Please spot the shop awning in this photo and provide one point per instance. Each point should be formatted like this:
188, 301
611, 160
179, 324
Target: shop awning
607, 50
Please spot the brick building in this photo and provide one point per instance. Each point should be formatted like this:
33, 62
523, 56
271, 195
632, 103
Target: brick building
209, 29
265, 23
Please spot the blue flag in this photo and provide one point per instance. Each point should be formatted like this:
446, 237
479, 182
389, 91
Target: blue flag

# # # # # # #

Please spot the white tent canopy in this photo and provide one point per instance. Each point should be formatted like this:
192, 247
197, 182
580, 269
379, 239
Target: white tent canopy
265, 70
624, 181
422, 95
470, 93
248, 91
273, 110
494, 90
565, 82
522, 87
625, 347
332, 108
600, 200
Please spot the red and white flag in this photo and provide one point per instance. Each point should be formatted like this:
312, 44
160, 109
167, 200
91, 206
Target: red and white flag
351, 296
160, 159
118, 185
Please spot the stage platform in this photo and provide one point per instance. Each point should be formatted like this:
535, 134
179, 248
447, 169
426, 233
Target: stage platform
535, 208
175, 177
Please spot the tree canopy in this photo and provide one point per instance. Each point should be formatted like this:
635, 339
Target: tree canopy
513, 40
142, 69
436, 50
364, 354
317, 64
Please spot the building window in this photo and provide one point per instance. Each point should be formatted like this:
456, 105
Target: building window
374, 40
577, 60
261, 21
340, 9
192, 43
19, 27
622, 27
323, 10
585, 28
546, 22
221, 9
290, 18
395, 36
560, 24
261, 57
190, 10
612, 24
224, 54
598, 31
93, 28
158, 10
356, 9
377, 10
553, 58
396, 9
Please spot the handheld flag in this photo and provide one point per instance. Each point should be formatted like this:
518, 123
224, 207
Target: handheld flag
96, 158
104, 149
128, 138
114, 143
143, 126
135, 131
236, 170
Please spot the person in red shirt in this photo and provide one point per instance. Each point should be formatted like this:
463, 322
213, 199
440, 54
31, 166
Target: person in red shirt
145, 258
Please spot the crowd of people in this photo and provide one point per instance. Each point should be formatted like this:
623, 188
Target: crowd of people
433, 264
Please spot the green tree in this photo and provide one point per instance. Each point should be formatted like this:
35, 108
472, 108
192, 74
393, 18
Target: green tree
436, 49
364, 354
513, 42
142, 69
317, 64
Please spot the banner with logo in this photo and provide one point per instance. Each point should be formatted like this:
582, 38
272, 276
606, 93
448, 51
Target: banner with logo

# # # # # # #

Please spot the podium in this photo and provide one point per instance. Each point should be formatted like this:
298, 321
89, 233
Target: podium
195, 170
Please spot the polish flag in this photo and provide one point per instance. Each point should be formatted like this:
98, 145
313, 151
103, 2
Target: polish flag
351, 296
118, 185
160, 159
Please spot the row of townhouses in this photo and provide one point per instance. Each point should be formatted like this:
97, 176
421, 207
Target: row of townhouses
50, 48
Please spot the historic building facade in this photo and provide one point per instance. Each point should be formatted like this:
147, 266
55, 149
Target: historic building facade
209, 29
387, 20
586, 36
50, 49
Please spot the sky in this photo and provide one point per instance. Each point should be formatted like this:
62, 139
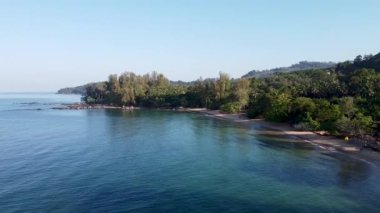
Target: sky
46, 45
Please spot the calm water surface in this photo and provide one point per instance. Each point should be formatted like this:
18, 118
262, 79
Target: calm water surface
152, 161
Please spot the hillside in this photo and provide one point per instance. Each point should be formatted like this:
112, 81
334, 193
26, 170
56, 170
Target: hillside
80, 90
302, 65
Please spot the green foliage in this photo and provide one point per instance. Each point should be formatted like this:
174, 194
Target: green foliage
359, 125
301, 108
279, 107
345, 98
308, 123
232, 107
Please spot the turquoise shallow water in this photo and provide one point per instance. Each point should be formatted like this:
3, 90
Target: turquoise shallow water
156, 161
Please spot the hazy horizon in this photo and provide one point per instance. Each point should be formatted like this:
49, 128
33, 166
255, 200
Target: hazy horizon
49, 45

# # # # # # #

## ASSIGNMENT
Only the lines holding the word "blue" belong in the answer; copy them from the listing above.

## EXERCISE ANSWER
Please spot the blue flag in this photo and provide one point per instance. Each point should be formatted like this:
Target: blue flag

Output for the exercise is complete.